== Input ==
· · · · ·

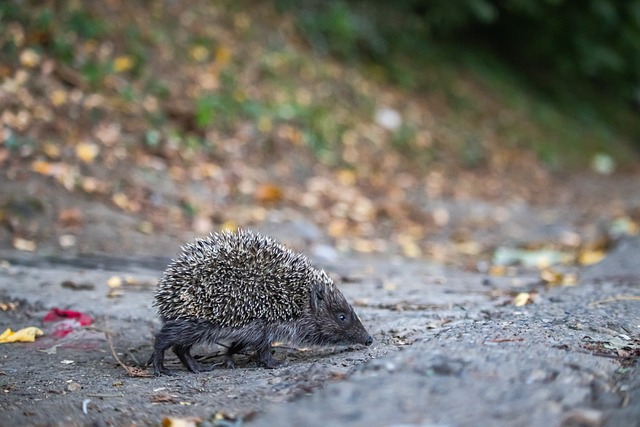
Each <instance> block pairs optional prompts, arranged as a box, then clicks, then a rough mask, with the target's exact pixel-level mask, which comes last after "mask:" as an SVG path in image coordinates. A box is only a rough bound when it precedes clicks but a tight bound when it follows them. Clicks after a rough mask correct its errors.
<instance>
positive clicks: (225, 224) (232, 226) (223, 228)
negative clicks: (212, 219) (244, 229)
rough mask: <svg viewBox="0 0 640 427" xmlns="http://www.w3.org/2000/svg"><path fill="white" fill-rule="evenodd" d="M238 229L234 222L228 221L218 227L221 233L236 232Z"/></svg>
mask: <svg viewBox="0 0 640 427" xmlns="http://www.w3.org/2000/svg"><path fill="white" fill-rule="evenodd" d="M237 229H238V223H237V222H235V221H234V220H232V219H230V220H228V221H225V222H224V223H223V224H222V225H221V226H220V230H221V231H236V230H237Z"/></svg>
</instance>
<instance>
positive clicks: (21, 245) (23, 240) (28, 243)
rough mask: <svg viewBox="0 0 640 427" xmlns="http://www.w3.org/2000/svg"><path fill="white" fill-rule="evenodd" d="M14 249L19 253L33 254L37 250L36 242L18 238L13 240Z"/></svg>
mask: <svg viewBox="0 0 640 427" xmlns="http://www.w3.org/2000/svg"><path fill="white" fill-rule="evenodd" d="M13 247H14V248H16V249H17V250H19V251H26V252H33V251H35V250H36V242H34V241H33V240H27V239H23V238H21V237H16V238H15V239H13Z"/></svg>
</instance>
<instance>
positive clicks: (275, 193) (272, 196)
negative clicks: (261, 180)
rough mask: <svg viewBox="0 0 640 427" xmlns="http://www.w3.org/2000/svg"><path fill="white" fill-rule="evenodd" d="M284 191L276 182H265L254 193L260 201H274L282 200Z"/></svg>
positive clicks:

· · · · ·

== Your task ==
Give back the full listing exactly as written, only without its pictures.

== Result for this task ==
Each <instance> block pairs optional prompts, arranged as a box, then clicks, then a rough mask, with the target's exact pixel-level mask, which comes last after "mask:" as an SVG path in image coordinates. A box is only a rough bound when it precedes clicks but a tight bound when it follows them. Clicks after a rough mask correct its errors.
<instance>
positive clicks: (225, 224) (232, 226) (223, 228)
negative clicks: (212, 219) (244, 229)
rough mask: <svg viewBox="0 0 640 427" xmlns="http://www.w3.org/2000/svg"><path fill="white" fill-rule="evenodd" d="M238 229L234 222L228 221L218 227L221 233L236 232Z"/></svg>
mask: <svg viewBox="0 0 640 427" xmlns="http://www.w3.org/2000/svg"><path fill="white" fill-rule="evenodd" d="M237 229H238V223H237V222H235V221H234V220H232V219H230V220H228V221H225V222H224V223H223V224H222V225H221V226H220V230H221V231H236V230H237Z"/></svg>
</instance>
<instance>
positive clicks: (21, 245) (23, 240) (28, 243)
rough mask: <svg viewBox="0 0 640 427" xmlns="http://www.w3.org/2000/svg"><path fill="white" fill-rule="evenodd" d="M14 249L19 253L33 254L37 250L36 242L18 238L13 240Z"/></svg>
mask: <svg viewBox="0 0 640 427" xmlns="http://www.w3.org/2000/svg"><path fill="white" fill-rule="evenodd" d="M13 247H14V248H16V249H17V250H19V251H26V252H33V251H35V250H36V242H34V241H33V240H27V239H23V238H21V237H16V238H15V239H13Z"/></svg>
</instance>
<instance>
positive clicks: (275, 193) (272, 196)
negative clicks: (261, 180)
rough mask: <svg viewBox="0 0 640 427" xmlns="http://www.w3.org/2000/svg"><path fill="white" fill-rule="evenodd" d="M284 191L276 182H265L254 193L260 201H274L282 200Z"/></svg>
positive clicks:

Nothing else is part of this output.